> _Ziel 1_: Ändere in allen Zeilen zur Positionsbestimmung weiter unten „dense foliage“ in „thick foliage“ und gib diese Zeilen sonst unverändert wieder.

★ ★ ★

Darüber hinaus kann es noch weitere Dokumente mit Anforderungsbeschreibungen geben, wie beispielsweise: Architekturdokumente, Prozessdokumentationen oder Testfallbeschreibungen.
Verantwortlichkeiten des Projektmanagers im Anforderungsmanagement
- Stakeholder-Management: Kenne die relevanten Stakeholder! Durch die Identifikation der wichtigen Stakeholder wird sichergestellt, dass ihre Bedürfnisse und Erwartungen in den Anforderungen berücksichtigt werden. Die fortlaufende Analyse der Stakeholder oder bestehender Kraftfelder ermöglicht ein gezieltes Management, um erwünschte Veränderungen herbeizuführen. Und bestenfalls fördernde Kräfte zu stärken und blockierende Kräfte zu schwächen.
- Kommunikation: Aktive und klare Kommunikation mit dem Projektteam und den Stakeholdern gewährleistet, dass alle Anforderungen verstanden und akzeptiert werden. Dieser Prozess ist kontinuierlich und wiederkehrend. Es ist wichtig, regelmäßig das Verständnis der Anforderungen mit den Stakeholdern und anderen Projektbeteiligten abzugleichen und gegebenenfalls anzupassen.
- Dokumentation und Nachverfolgbarkeit: Im Anforderungsmanagement gewährleisten Dokumentationen, dass Anforderungen klar und plausibel dokumentiert sind, Entscheidungen nachvollziehbar sind und alle Änderungen ordnungsgemäß protokolliert werden (vergleiche Change Request Management ).
- Risikomanagement zielt darauf ab, Risiken jeglicher Art zu identifizieren, die mit Anforderungen verbunden sind, sei es technische, organisatorische oder geschäftliche Risiken. Beispiele für Risiken in Bezug auf Anforderungen sind Scope Creep, fehlende Benutzerakzeptanz (wenn Benutzer nicht ausreichend in die Anforderungsdefinition eingebunden sind), unklare Anforderungen oder Fehleinschätzungen bei der Anforderungsdefinition, bzw. deren Umsetzung. Im Risikomanagement werden Strategien entwickelt, um diese Risiken zu beseitigen oder zu mindern.

★ ★ ★

> _Ziel 2_:
Beantworte kurz anhand des Auszugs zum Anforderungsmanagement:
(a) Welche drei Beispiele für weitere Dokumente mit Anforderungsbeschreibungen werden genannt?
(b) Wie wird der Prozess der Kommunikation beschrieben?
(c) Welche Arten von Risiken soll das Risikomanagement identifizieren?

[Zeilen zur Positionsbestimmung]
★ ★ ★

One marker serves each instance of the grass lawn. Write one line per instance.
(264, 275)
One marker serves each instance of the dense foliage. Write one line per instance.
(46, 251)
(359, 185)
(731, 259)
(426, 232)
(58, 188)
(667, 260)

★ ★ ★

> _Schriftliche Lösung 1_:
One marker serves each instance of the grass lawn. Write one line per instance.
(264, 275)
One marker serves each instance of the thick foliage. Write one line per instance.
(46, 251)
(359, 185)
(731, 259)
(426, 232)
(58, 188)
(667, 260)

> _Schriftliche Lösung 2_:
(a) Architekturdokumente, Prozessdokumentationen und Testfallbeschreibungen.
(b) Als kontinuierlich und wiederkehrend.
(c) Technische, organisatorische oder geschäftliche Risiken.